■ **WORK TO DO**
1) In the excerpt about the C5+ tripod, why was the 3 mm eyepiece exchanged for the 6 mm version?
2) List every equipment brand or model name that appears in the excerpt about the C5+ tripod.
3) Rewrite the passage of the excerpt about the C5+ tripod starting at "I took them" and ending at "half that time.", with "bolts" changed to "screws".

■ **EXCERPT**

==========

What was more touching, and please don't retch on the screen, is that she didn't go in knowing much about astronomy equipment, but if there's anything she can do well, it's researching. Eventually, she came to the conclusion that the Tele Vue Radians were well-regarded (to put it mildly), so she bought one of those. She wasn't sure what focal length to get, so she got the shortest—3 mm. The C5+ is a f/10 scope, so that's a bit too short for most nights, yielding something over 400x, so with her blessing, I exchanged it for the 6 mm version.
I took them out with Opus, my C5+, last night (3 January 2000) for a preliminary look-see. The C5+ wedge attaches to the tripod using three bolts that come with the C5+, not the tripod, so if you've got one without a tripod, you may need to fish them out. (I have extras, though, so they're standard bolts—I'll post the type here when I find out what they are.) This process is not as nice as it is for the Nexstar 5; doing this in the dark requires a bit of fumbling around, but I was done easily within a minute. With practice it should take about half that time.
The tripod has almost no fine azimuth adjustment to speak of. The bolts fit into short slots (about a half inch in length) on the wedge base, so you can make small changes there, but it would be cumbersome to do it that way, and in practice you'll probably end up just picking the entire assembly up, rotating it, and setting it back down (gently!). I have a reader's submission for an alternate base to allow azimuth adjustments on the Tips section of my C5+ home page (see below). The wedge also has no fine altitude adjustments, but that is hardly the fault of the tripod.

==========

■ **STORED ROWS**
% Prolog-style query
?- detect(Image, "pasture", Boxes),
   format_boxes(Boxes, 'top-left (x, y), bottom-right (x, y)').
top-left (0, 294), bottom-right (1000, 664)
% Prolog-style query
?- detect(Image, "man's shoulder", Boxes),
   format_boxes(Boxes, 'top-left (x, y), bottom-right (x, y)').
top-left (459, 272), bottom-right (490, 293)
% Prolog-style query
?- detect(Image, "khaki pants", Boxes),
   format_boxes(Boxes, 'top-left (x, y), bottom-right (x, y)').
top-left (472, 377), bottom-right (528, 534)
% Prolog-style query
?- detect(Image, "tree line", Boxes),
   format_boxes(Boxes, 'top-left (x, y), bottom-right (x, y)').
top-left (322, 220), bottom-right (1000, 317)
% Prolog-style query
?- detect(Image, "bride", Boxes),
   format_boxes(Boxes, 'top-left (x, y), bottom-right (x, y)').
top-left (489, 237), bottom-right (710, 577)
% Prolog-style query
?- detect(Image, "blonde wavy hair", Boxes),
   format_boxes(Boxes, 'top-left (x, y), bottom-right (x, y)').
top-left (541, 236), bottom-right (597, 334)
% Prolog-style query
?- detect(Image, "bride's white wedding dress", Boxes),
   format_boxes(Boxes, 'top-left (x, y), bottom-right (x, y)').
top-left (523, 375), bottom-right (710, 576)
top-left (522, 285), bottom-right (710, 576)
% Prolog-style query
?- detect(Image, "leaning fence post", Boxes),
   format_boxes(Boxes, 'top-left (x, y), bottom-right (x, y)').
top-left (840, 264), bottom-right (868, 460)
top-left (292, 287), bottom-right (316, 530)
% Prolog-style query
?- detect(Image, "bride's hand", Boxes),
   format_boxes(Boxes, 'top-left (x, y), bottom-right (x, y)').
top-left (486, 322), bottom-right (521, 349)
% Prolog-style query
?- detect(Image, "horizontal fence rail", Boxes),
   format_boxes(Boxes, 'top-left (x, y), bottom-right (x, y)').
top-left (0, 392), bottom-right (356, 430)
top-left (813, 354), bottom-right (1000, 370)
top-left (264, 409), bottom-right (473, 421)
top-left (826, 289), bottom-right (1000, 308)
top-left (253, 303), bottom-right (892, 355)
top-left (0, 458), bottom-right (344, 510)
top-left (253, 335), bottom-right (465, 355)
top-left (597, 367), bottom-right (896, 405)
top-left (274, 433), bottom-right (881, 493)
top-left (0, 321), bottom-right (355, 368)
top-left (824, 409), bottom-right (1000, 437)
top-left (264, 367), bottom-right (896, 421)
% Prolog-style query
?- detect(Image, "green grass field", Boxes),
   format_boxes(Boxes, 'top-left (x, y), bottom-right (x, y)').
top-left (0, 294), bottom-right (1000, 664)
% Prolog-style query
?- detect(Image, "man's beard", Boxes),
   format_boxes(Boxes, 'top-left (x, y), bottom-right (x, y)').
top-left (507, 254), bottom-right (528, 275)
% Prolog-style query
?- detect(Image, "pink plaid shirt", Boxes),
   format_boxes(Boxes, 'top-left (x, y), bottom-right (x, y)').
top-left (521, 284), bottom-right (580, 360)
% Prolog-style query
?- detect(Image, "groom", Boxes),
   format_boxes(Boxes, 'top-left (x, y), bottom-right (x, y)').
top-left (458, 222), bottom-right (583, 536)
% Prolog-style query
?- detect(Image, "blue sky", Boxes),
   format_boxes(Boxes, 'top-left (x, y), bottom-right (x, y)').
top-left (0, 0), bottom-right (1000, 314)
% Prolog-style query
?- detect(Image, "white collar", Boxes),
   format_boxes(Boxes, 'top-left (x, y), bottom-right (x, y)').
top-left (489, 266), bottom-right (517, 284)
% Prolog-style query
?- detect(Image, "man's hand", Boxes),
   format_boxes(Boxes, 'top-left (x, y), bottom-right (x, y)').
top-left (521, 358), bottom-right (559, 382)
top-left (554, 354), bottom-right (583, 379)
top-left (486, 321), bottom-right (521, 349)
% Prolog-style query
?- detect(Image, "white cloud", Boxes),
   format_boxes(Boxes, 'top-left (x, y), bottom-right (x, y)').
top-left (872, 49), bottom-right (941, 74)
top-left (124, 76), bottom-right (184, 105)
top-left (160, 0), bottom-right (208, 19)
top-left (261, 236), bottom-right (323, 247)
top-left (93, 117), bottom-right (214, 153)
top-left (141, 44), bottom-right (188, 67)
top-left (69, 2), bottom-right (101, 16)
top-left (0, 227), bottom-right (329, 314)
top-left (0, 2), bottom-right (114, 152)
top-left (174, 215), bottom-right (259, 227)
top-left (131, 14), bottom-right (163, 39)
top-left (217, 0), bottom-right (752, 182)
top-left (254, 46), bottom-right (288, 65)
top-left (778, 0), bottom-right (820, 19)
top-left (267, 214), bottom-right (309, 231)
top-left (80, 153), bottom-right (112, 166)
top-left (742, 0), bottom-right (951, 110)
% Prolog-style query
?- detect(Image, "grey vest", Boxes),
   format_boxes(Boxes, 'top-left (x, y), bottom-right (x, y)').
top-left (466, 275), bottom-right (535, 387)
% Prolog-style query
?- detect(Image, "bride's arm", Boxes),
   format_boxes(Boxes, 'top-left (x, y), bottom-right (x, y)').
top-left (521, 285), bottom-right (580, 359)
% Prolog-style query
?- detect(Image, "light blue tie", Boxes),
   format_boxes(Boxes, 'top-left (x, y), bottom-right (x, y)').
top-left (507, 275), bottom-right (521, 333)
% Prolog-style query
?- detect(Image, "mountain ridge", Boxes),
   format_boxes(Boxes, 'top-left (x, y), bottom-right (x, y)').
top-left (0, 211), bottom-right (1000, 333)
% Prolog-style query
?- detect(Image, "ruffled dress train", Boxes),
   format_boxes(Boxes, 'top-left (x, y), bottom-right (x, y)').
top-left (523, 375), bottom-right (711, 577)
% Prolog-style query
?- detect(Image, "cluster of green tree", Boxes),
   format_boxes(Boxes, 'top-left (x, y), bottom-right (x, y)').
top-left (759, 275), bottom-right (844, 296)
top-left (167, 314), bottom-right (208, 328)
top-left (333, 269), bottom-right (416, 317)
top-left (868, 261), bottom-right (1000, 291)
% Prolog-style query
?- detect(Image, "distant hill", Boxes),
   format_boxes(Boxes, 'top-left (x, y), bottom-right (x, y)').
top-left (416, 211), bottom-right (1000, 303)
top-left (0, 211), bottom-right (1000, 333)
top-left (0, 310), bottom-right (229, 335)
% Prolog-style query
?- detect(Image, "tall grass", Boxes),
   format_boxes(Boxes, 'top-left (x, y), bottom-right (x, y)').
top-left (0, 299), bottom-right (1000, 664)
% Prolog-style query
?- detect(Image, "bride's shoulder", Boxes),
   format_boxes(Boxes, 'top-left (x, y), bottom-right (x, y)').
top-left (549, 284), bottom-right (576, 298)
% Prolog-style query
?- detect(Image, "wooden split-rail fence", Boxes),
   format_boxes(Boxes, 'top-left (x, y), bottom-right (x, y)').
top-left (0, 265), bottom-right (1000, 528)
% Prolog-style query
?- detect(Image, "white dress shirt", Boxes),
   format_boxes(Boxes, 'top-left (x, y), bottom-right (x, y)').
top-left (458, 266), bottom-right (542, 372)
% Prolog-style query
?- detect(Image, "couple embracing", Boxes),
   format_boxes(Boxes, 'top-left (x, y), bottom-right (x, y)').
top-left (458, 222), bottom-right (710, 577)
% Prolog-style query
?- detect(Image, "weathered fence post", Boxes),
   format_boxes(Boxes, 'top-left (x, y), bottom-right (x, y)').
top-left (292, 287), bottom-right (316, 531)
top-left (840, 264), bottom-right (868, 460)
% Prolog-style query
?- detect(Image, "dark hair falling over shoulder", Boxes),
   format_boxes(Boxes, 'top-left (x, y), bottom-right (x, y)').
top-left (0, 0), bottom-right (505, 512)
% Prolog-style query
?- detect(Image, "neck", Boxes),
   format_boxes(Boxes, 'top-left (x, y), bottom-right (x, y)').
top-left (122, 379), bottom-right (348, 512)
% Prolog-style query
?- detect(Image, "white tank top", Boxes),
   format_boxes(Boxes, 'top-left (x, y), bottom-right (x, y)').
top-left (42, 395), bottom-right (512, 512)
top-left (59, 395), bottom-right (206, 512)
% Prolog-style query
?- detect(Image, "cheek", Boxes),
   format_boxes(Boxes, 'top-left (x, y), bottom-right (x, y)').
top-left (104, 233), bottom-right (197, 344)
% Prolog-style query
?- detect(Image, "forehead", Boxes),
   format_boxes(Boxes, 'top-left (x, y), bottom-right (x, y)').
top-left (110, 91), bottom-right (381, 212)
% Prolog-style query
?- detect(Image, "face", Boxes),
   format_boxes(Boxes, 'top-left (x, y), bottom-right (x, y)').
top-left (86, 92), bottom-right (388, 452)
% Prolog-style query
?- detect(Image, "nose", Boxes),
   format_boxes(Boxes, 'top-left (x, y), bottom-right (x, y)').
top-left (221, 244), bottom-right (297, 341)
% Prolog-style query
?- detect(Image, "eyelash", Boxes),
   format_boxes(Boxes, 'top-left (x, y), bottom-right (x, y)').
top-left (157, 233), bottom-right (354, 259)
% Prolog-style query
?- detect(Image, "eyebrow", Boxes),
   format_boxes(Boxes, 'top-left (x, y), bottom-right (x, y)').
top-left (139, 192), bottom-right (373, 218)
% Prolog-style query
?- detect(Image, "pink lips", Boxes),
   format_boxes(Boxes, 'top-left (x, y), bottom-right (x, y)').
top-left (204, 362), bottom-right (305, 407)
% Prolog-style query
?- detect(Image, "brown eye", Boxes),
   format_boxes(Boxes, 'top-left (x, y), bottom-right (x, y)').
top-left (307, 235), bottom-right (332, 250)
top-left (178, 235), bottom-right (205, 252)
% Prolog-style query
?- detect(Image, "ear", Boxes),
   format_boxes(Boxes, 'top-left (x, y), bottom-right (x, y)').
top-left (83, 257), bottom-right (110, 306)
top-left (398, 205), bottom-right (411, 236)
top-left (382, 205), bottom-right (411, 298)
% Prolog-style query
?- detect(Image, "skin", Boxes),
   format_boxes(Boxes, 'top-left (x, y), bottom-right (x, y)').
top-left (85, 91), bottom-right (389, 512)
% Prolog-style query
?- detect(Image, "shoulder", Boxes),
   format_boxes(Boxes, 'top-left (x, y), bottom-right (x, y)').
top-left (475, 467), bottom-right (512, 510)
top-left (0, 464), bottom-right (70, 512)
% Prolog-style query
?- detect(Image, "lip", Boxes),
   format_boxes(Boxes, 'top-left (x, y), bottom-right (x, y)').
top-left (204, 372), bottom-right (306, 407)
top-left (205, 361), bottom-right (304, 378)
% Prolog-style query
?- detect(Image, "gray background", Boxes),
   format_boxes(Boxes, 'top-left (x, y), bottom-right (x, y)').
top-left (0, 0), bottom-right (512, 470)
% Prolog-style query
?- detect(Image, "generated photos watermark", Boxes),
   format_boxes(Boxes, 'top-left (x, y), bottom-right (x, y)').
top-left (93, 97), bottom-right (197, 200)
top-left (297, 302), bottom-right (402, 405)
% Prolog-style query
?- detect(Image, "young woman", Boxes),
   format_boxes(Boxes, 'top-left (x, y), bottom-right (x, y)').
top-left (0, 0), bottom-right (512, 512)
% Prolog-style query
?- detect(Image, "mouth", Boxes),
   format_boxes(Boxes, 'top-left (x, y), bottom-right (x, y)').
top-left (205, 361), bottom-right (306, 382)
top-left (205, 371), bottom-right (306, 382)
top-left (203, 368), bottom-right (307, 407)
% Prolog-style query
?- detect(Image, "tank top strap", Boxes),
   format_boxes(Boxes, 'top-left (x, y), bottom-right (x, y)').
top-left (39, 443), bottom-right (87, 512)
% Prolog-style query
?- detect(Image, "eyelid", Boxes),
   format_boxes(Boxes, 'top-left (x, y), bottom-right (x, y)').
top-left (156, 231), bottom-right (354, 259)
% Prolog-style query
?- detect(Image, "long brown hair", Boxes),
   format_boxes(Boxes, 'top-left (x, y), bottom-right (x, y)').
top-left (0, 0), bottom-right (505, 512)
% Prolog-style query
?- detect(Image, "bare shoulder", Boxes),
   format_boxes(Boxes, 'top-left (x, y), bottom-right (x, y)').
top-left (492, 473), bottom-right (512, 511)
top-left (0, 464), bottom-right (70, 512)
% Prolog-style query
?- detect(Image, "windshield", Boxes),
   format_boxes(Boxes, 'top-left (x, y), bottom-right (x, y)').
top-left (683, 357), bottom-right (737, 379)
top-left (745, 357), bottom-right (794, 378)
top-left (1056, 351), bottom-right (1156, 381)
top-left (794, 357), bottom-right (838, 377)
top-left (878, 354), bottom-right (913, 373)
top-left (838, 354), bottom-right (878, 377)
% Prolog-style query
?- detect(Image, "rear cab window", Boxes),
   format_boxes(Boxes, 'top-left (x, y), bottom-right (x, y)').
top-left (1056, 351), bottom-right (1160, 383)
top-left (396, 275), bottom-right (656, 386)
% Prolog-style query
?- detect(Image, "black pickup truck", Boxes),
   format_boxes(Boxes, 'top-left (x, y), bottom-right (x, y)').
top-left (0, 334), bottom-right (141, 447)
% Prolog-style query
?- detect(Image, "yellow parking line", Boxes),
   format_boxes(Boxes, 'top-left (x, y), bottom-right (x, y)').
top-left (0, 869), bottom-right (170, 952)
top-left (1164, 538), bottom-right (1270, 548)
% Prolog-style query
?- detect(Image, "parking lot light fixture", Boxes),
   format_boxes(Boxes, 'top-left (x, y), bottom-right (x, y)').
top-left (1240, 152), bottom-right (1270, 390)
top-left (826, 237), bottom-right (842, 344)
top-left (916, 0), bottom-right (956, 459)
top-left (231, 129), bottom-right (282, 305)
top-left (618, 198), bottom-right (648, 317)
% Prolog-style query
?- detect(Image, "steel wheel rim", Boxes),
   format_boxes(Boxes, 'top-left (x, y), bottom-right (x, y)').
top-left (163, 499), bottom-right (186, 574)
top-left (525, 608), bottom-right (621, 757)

==========

■ **SOLVED PROBLEMS**
1) The C5+ is an f/10 scope, so the 3 mm Radian gave something over 400x, which is too much for most nights. The 6 mm version was the better choice.

2)
- Tele Vue Radian
- C5+
- Nexstar 5

3)
I took them out with Opus, my C5+, last night (3 January 2000) for a preliminary look-see. The C5+ wedge attaches to the tripod using three screws that come with the C5+, not the tripod, so if you've got one without a tripod, you may need to fish them out. (I have extras, though, so they're standard screws—I'll post the type here when I find out what they are.) This process is not as nice as it is for the Nexstar 5; doing this in the dark requires a bit of fumbling around, but I was done easily within a minute. With practice it should take about half that time.